::: Selected text
One thing we worked on originally in the Sequoia project, and it has been carried on some since and a new version is now planned, is GIPSY, which is the automatic georeferencing of text. The idea behind GIPSY is to take a document, a piece of text, and you feed it into GIPSY. What it does is extract names from the text in an attempt to identify the coordinates of those names and the places discussed in the text, using the combination of evidence. What we have used, of course, is GNIS as the primary basis for it, as well as some G-RAS information. The idea is to associate place names with coordinates. The essential feature of this is you identify places as well as you can. Often there are discussions of multiple places within text, and they will usually have some sort of geographic proximity if it’s a focused discussion on a particular area.
We used examples of reports from the Department of Water Resources in the State of California on the Santa Barbara area, talking about dams and the various streams in the Santa Barbara area, and so on. Each time you have a mention of that area, its approximate outline is determined. We essentially stack that as evidence; consider it stacking on top of the maps. So you are building sort of an elevation map of potential relevance to a particular area, and the resulting map is then analyzed to find out what are the areas most probably being talked about. So in effect, for that document talking about Santa Barbara, we had a map which looked like this that said, well, there are other mentions of things that were similar up there in Northern California, but the primary areas being discussed were here. We ended up with suggesting that this approximate footprint would be the area being discussed by this document.
We will look a bit at some of the UC Berkeley Digital Library stuff. This is the testbed that we are dealing with. We have a lot of people participating in the project. Our testbed has been built over the past eight years (not quite that long). It started with the Sequoia 2000 project and continued through others. It is a quite diverse collection of material relevant to California’s key habitats. The users, and there are real users of this data, include some State agencies, development corporations, some private corporations, and so on. It has basically had an impact and been a prototype for the CERES System, where it is being used today. The main users are the people of the California Resources Agency and the State Department of Water Resources, the California Department of Fish and Game, and so on.
The kinds of stuff we have in the database are environmental technical reports, bulletins, and so on. These are all received in paper form, scanned and OCR was run on them. We also include a complete set of county general plans for the State of California. This includes everything from air pollution control to noise abatement to everything else. But all of them, again, are scanned as paper documents, OCR’d, and included in the database. There is a large collection of aerial and ground photography. A lot of this comes from the Department of Water Resources. They have pictures of all the dams and so on in the State of California, and how they were constructed, and fields of wild flowers, and all sorts of things. We have included all kinds of information. The collection is about three-quarters of a terabyte of data. That includes 70,000 digital images, 300,000 OCR’d pages of environmental documents, and over a million records in geographic and botanical databases.
::::::
### Required work
**1.** Answer these questions from the passage on GIPSY and the Berkeley digital library:
(a) What serves as the primary basis for GIPSY's matching of place names to coordinates?
(b) Which agency's reports on the Santa Barbara area were used as examples?
(c) How many OCR'd pages of environmental documents does the collection include?
**2.** Can you resume the passage on GIPSY and the Berkeley digital library after its final sentence?
::: Dataset excerpts
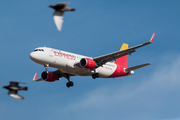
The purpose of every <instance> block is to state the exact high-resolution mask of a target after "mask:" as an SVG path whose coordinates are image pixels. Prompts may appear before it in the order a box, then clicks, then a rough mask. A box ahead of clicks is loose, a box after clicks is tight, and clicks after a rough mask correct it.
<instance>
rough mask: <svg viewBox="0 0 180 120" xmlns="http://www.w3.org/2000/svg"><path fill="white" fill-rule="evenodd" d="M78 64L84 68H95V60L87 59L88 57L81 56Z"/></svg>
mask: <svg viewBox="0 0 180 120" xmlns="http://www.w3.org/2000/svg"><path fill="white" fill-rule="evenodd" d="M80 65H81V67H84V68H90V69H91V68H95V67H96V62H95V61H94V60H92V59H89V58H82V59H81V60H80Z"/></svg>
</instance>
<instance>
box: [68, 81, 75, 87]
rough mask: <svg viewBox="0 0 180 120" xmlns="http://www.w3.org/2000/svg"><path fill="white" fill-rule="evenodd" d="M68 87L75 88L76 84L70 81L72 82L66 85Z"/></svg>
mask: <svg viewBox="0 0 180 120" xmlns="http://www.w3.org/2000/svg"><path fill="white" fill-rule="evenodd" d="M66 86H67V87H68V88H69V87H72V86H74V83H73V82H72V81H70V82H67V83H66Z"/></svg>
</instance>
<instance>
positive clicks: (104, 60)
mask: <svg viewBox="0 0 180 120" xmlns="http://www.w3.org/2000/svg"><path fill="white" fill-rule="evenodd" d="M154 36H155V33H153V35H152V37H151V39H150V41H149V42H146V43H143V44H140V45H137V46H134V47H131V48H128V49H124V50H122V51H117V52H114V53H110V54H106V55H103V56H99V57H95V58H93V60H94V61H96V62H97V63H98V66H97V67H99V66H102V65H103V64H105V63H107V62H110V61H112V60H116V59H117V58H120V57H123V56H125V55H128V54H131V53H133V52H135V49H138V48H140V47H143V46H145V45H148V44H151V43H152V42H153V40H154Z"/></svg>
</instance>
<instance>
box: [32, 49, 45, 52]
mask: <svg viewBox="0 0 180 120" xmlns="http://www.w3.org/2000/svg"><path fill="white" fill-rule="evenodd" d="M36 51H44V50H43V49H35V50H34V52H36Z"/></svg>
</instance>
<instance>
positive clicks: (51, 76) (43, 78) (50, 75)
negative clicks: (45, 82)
::::::
### Answers to the problems
**1.**
(a) GNIS
(b) The Department of Water Resources in the State of California
(c) 300,000

**2.**
The botanical information is some of the most interesting. This is referred to as CalFlora. It started out as a single collection of photographs of California plants, which were taken by a Brother of a religious order who traveled around the state and took pictures of the plants. He wrote down where he took them, and so on. Well, we put those up; they were donated, we scanned them and put them up. People who were doing botanical research were saying, "Oh, wow, I found a picture of this plant by looking it up. Hey, can you guys link my data to these things, because I am doing all my research on these sorts of plants and where they are, and here’s all my sitings information." Slowly other people have been adding to this. It is now one of the largest botanical information centers for Western America, or it is the largest, I guess we should say. So we have loads of information about plants in the State of California. We are now starting to add animals as well, linked to photographs, linked to site data, and so on. All, certainly the carefully collected scientific data, have very accurate site annotations. Some of the other things, such as the early photographs by the Brother, weren’t quite so accurate; it would just give the county or whatever it was in.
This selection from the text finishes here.